%%
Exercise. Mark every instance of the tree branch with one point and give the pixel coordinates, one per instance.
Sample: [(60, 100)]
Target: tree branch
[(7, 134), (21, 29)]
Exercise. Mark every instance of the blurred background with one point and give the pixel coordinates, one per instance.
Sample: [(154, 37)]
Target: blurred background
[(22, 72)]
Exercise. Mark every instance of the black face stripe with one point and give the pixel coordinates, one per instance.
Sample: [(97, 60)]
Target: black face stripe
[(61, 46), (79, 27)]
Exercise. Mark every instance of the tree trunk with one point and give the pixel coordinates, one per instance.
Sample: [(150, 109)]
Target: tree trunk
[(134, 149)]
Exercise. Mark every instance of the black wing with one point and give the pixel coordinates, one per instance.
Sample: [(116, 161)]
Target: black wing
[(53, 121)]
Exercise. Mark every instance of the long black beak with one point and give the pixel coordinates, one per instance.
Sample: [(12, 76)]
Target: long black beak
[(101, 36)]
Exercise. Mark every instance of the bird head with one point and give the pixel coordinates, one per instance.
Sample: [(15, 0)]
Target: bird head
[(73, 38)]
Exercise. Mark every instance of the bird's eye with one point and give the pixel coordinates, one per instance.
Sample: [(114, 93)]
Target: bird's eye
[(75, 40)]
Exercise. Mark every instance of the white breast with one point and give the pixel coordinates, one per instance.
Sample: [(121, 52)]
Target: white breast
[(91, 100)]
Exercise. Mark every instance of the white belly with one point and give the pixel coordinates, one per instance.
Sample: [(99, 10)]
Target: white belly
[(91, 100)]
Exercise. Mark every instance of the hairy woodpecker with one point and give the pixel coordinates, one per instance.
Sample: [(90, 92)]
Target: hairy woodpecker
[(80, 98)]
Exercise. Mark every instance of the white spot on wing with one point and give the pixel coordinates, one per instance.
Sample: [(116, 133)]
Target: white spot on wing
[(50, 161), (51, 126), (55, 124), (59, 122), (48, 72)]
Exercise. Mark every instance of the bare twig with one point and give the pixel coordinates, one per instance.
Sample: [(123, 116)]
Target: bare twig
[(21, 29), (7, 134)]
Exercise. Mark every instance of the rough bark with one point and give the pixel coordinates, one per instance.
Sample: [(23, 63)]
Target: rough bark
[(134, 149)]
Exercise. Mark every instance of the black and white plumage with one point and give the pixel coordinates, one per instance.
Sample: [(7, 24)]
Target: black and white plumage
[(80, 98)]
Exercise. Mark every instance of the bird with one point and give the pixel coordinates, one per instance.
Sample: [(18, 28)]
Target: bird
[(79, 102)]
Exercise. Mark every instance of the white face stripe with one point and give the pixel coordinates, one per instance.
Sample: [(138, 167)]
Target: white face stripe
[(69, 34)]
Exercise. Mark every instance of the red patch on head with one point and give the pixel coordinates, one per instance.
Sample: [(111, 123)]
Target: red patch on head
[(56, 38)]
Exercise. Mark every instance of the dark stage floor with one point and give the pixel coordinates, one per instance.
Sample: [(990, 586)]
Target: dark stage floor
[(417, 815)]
%%
%%
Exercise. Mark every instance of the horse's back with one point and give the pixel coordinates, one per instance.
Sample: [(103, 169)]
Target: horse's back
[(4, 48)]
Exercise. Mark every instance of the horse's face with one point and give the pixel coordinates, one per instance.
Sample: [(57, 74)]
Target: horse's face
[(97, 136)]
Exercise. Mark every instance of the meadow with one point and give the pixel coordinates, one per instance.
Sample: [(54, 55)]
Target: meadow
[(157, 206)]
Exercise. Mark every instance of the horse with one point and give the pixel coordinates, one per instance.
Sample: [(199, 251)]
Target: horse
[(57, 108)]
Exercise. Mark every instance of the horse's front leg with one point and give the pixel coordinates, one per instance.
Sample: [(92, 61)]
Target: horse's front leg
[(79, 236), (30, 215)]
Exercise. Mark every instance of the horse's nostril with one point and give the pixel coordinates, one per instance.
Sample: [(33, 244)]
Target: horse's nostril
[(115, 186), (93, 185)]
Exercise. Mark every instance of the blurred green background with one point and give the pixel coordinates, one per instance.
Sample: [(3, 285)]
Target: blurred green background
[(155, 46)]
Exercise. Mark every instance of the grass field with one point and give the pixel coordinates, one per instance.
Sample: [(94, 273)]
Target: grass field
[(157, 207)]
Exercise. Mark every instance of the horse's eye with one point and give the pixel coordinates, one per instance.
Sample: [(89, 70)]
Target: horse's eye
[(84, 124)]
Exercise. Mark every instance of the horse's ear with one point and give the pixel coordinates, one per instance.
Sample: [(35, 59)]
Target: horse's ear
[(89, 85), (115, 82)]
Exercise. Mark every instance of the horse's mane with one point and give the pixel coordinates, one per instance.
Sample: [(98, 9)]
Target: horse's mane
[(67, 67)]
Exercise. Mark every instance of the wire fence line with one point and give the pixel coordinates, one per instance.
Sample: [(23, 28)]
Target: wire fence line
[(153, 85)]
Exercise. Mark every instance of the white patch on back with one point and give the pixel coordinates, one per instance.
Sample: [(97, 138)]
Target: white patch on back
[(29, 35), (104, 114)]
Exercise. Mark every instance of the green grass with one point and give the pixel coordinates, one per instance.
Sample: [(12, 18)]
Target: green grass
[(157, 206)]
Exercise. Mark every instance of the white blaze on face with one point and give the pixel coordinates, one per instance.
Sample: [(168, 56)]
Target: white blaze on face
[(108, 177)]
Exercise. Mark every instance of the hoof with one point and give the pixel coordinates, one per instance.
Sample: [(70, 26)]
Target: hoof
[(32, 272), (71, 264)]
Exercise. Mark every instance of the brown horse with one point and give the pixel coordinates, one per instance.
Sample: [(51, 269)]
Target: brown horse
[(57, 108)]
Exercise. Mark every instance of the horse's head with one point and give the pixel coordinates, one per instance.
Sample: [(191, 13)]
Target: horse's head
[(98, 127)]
%%
## What is expected:
Express everything from the line containing "Exercise. Mark every instance of the dark" down to the line containing "[(417, 815)]", both included, as a JSON list of strings with one string per line and no blank lines.

## Task response:
[
  "Exercise. Mark every instance of the dark stage floor with one point and give the pixel coordinates, one per instance.",
  "Sample: [(990, 586)]",
  "Target: dark stage floor",
  "[(417, 815)]"
]